__WORK INSTRUCTIONS__.
A: Name every person, company, and state that the post below mentions.
B: Please return everything in the post from "To sum up the" down to "earlier this year.", copied word for word.

I don't know where to even begin. There is so much that has happened in the past two days that my head is spinning and I can't get it to stop.
To sum up the work thing, we all have jobs still, just not the same as we had before. We either have a new job title or we are doing different things with the same title we had at the beginning of the week. I am very grateful for this and it couldn't have come at a more perfect time because if I wasn't moving to TN then a good friend of mine would have lost her job, and that would have sucked big time since she just bought a new house. So therefore, I'm very grateful that they decided to do this now, instead of earlier this year.
There is one thing about this whole "work thing" though that is bugging me. I found out from another friend of mine that someone that I work with knew about this whole thing yesterday but mad me believe that she didn't know. I'm not sure if I believe this, I'm not really sure what to believe anymore. I don't want to think that I have been lied to but... ahhh I just don't know. All I know is that I am a very honest person, I hate lying, and all I expect is the same from people. I just don't understand why people have to lie, I mean really? Where does that get you? It gets you into more lies and more lies after that is where it gets you.
So on top of all of that, I am confident that I can get the PT job with Citi open in KY, which I really want so that way I will have time to spend with Ben when he comes home and once a full time position comes available then I will shoot for that. Plus this job will at least get me down there. I may have to take a pay cut, which I'm not happy about, but at least it is a job right?

__GIVEN DATA__.
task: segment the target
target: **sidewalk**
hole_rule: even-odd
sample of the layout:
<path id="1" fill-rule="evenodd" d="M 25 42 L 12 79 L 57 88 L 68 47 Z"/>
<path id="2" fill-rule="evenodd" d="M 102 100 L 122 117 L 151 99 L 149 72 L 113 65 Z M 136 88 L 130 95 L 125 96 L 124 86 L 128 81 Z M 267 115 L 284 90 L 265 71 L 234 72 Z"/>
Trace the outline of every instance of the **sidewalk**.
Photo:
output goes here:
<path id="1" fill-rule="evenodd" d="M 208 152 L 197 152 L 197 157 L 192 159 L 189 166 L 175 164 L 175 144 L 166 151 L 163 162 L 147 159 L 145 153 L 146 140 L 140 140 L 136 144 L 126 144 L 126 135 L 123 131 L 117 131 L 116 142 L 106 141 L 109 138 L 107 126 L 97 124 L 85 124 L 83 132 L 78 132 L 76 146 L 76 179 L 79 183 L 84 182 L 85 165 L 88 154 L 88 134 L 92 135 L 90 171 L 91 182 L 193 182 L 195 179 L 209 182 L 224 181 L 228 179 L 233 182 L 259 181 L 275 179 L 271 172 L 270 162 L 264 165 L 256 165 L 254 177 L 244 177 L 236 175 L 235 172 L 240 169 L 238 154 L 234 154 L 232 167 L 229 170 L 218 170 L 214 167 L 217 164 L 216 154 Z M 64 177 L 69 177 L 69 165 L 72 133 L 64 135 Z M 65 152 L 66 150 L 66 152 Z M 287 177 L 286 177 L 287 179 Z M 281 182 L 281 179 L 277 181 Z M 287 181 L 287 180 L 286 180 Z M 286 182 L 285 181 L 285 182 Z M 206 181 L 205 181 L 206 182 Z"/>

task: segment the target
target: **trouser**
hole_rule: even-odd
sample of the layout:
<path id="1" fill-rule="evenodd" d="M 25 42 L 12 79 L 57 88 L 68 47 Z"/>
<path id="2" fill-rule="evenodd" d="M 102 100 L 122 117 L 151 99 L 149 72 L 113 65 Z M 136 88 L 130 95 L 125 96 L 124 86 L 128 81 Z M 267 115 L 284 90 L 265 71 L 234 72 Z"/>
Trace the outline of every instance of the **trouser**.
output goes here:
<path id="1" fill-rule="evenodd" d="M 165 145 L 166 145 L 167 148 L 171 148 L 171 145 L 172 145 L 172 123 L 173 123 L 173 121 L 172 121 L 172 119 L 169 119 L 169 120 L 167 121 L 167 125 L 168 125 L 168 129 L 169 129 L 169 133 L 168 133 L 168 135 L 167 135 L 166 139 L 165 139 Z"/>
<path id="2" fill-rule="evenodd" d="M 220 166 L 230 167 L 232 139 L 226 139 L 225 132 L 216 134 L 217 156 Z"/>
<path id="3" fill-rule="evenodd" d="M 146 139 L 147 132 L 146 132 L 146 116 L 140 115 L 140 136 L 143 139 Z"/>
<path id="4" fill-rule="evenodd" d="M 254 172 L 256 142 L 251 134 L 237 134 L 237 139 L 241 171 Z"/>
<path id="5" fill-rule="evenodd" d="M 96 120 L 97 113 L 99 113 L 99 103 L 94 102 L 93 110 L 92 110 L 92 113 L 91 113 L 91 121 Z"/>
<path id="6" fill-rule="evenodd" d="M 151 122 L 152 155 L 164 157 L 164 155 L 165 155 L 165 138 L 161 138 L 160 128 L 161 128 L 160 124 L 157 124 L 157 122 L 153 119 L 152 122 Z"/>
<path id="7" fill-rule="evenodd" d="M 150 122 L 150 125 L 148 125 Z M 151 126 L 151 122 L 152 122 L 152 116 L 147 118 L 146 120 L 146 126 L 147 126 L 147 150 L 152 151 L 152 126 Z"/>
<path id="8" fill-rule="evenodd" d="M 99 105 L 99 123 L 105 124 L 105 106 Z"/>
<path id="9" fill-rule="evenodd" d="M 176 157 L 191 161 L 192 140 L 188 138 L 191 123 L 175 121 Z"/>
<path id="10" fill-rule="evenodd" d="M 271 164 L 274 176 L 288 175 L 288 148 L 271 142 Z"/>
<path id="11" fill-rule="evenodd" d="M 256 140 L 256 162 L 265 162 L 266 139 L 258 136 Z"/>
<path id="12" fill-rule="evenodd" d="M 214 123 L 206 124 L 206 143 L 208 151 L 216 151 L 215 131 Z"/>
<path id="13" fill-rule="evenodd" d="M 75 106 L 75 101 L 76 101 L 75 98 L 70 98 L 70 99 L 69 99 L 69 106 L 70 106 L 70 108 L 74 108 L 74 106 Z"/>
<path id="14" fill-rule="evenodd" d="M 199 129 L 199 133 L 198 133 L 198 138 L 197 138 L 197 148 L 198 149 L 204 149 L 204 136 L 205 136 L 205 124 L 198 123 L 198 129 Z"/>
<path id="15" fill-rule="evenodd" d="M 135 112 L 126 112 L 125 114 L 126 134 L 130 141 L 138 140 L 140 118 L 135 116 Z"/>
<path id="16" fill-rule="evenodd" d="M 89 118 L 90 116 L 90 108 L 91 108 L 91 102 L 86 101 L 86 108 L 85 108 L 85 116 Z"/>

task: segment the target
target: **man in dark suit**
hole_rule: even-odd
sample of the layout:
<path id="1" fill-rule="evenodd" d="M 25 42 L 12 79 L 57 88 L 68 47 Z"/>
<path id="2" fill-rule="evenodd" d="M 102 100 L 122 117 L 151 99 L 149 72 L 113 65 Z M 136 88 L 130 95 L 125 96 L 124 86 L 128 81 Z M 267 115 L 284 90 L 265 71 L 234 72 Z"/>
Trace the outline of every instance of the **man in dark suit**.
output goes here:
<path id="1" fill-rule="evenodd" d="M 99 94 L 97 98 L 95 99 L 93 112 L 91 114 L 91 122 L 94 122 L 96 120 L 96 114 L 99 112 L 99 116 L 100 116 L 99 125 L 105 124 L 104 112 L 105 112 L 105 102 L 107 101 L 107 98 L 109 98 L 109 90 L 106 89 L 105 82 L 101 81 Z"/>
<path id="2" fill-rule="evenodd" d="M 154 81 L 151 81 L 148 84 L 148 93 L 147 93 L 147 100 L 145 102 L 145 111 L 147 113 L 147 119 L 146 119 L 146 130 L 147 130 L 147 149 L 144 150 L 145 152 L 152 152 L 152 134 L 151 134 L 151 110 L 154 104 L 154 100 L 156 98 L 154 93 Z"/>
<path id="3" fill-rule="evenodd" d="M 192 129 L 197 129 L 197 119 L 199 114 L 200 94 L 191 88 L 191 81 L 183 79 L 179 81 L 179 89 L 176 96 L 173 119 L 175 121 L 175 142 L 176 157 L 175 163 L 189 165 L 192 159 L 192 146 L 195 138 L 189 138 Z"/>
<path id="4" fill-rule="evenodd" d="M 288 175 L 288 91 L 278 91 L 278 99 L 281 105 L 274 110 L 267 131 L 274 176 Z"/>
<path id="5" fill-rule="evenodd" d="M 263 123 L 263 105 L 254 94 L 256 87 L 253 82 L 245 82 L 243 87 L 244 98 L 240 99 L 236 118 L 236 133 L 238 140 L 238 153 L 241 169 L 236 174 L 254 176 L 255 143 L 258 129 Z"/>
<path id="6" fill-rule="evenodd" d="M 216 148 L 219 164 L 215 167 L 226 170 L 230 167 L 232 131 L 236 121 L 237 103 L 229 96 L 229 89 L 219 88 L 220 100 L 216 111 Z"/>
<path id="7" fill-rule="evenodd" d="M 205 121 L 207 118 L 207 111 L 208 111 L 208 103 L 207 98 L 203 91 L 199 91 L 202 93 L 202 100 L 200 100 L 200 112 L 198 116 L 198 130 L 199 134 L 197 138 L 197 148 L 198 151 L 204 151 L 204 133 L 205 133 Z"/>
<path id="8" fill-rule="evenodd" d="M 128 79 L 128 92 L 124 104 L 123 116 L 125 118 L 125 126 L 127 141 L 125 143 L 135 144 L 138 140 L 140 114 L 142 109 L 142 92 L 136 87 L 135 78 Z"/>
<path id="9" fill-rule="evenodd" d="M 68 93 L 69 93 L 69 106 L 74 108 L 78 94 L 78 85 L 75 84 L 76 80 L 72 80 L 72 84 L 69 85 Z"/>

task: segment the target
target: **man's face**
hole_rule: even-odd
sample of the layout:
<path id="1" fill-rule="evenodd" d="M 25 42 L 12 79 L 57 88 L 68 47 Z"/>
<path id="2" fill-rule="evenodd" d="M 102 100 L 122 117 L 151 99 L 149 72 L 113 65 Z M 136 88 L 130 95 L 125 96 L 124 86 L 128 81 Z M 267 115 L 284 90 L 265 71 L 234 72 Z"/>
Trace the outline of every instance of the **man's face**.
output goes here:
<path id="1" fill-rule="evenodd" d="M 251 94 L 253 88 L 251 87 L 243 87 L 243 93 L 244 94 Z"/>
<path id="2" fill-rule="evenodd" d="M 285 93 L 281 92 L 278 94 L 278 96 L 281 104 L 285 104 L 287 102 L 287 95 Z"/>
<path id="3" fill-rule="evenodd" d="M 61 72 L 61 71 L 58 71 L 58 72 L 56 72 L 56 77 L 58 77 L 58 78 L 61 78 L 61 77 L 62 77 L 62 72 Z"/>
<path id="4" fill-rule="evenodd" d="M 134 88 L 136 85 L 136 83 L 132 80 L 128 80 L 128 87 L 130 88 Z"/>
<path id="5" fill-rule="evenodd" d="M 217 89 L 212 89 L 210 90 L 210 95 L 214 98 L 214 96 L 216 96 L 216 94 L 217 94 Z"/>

__EXPECTED RESULTS__.
A: TN, Citi, KY, Ben

B:
To sum up the work thing, we all have jobs still, just not the same as we had before. We either have a new job title or we are doing different things with the same title we had at the beginning of the week. I am very grateful for this and it couldn't have come at a more perfect time because if I wasn't moving to TN then a good friend of mine would have lost her job, and that would have sucked big time since she just bought a new house. So therefore, I'm very grateful that they decided to do this now, instead of earlier this year.